● **PROBLEM TO SOLVE**
Report each line in the rows below that contains the string "white". Case matters.

Coordinate labeling data
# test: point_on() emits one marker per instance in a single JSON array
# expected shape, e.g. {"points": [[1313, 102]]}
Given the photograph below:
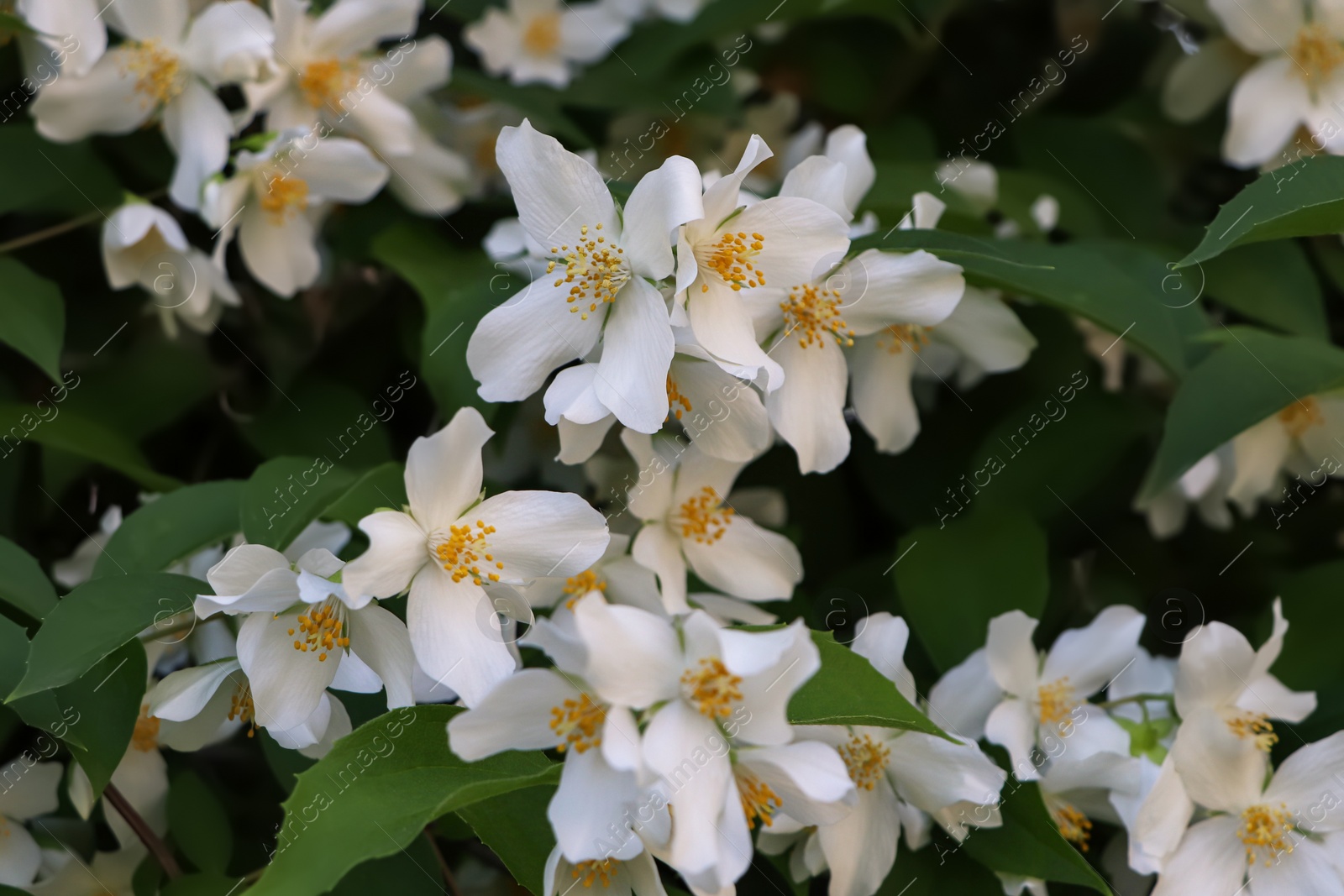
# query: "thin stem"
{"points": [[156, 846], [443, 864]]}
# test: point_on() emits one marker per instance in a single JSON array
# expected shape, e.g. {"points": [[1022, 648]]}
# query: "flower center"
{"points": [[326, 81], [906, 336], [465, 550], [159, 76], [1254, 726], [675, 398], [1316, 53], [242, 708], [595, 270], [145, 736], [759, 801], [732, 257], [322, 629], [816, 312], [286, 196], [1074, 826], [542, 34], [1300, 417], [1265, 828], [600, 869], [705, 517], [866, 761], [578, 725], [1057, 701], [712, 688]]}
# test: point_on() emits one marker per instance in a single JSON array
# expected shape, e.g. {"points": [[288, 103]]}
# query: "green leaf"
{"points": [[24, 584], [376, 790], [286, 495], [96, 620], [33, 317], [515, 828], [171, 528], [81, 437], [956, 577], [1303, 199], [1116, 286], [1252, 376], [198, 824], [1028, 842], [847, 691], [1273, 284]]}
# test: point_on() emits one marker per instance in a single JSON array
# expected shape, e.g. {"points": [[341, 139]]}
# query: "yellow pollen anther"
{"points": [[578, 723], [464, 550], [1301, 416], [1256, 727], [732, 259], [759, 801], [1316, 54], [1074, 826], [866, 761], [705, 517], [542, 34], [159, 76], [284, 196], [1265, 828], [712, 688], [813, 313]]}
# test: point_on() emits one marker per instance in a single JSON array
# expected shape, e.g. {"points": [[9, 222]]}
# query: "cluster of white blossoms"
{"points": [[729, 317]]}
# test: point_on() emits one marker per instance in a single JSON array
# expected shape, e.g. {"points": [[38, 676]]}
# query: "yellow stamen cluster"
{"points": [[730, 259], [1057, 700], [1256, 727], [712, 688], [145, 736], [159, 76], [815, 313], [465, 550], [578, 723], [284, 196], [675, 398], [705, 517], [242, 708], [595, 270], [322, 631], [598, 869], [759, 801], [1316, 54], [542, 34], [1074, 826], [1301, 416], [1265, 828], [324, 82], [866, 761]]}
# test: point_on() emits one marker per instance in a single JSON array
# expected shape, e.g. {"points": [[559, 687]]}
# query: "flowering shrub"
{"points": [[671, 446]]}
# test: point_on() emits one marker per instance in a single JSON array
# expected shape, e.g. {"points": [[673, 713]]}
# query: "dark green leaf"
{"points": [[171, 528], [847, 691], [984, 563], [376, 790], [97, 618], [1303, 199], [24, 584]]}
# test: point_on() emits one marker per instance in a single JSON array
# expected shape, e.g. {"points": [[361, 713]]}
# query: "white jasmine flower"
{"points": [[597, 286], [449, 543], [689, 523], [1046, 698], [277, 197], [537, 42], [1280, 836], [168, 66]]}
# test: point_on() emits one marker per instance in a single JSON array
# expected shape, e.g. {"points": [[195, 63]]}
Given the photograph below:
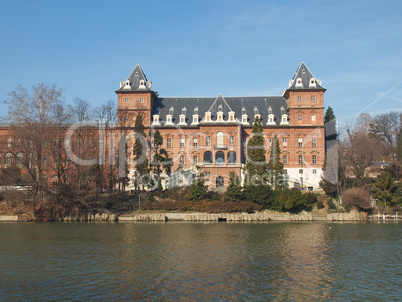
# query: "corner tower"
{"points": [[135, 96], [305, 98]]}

---

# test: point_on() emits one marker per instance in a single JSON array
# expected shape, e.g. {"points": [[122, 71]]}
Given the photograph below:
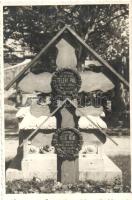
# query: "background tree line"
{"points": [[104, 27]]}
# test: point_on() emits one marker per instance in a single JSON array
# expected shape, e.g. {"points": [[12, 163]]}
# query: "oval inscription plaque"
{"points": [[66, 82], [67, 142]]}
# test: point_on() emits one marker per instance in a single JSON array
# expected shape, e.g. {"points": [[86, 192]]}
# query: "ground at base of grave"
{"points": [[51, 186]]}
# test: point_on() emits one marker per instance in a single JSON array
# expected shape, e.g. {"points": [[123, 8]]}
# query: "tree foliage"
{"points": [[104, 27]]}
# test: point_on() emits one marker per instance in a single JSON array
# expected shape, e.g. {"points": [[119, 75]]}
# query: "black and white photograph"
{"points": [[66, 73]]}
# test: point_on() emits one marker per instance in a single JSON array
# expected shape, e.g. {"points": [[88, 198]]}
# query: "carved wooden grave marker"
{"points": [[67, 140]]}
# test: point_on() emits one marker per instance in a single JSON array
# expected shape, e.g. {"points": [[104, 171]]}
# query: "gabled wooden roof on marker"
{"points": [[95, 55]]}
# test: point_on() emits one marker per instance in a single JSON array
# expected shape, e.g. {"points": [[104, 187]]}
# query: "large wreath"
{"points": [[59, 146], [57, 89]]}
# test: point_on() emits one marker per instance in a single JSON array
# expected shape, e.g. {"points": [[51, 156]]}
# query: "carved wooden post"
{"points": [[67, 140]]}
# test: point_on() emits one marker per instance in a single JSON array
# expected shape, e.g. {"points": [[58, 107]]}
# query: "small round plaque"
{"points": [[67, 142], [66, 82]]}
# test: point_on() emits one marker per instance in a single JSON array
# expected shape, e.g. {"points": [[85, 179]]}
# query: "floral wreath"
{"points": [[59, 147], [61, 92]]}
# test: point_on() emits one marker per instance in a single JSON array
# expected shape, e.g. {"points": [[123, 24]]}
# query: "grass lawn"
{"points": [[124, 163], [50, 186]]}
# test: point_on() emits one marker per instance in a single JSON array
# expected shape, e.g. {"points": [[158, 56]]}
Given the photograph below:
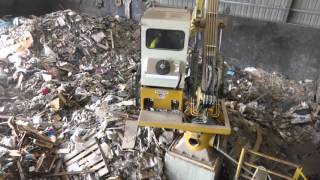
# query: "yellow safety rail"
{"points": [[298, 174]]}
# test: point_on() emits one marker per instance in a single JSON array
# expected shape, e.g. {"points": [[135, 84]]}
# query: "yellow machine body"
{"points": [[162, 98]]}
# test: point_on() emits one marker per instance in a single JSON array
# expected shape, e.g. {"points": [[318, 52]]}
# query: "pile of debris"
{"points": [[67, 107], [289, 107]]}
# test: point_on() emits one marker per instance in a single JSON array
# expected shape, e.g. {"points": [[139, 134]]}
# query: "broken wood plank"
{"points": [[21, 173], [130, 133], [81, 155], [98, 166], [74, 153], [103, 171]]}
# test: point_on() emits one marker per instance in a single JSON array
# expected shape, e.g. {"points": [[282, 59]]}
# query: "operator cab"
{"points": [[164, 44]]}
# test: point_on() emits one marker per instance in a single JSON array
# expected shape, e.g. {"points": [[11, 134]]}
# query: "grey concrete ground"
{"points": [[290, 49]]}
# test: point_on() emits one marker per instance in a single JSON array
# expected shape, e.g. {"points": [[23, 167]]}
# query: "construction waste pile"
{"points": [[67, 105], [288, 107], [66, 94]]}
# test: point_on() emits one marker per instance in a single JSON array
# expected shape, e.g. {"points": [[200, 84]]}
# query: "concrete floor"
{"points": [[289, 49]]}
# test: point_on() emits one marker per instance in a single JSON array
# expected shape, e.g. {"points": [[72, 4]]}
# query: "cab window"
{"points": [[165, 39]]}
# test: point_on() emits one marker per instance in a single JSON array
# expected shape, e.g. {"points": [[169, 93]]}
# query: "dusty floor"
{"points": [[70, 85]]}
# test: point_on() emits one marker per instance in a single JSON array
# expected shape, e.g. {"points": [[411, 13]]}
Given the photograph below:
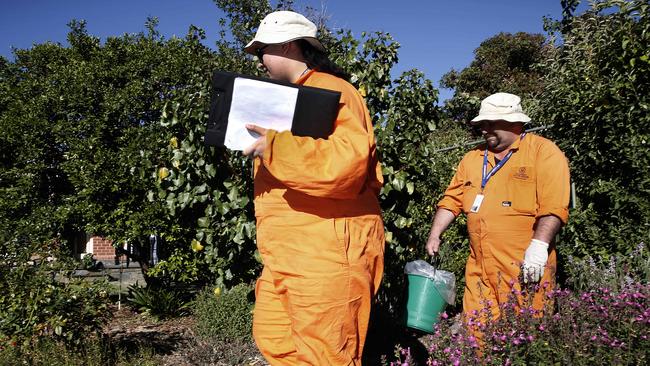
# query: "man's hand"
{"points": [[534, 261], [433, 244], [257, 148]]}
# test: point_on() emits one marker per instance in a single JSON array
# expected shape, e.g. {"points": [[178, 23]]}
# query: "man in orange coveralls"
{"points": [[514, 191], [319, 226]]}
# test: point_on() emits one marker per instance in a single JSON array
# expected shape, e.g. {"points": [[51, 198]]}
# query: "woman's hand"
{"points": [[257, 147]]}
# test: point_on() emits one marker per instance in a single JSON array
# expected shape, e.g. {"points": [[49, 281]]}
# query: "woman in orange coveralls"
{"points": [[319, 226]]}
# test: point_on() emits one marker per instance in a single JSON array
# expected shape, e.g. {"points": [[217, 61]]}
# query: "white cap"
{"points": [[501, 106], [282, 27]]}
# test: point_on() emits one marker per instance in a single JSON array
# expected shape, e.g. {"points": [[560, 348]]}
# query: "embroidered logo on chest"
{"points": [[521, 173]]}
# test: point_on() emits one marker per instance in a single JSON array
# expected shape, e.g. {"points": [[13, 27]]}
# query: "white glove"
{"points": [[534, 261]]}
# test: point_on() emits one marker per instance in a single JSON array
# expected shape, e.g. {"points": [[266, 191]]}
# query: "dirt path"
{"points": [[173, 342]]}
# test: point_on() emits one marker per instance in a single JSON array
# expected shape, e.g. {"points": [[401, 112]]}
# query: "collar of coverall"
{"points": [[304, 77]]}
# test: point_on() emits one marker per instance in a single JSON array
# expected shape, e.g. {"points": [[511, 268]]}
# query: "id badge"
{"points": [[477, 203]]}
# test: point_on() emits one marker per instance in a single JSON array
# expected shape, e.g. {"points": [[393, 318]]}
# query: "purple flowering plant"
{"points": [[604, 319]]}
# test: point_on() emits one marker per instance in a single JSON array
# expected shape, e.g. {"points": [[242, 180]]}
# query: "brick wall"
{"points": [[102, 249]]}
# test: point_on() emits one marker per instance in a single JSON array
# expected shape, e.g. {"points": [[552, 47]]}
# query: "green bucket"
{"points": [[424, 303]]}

● **EXERCISE RESULT**
# query: "cluster of white blossoms"
# query: "white jasmine flower"
# query: "black and white photograph"
# query: "white cap"
# query: "white glove"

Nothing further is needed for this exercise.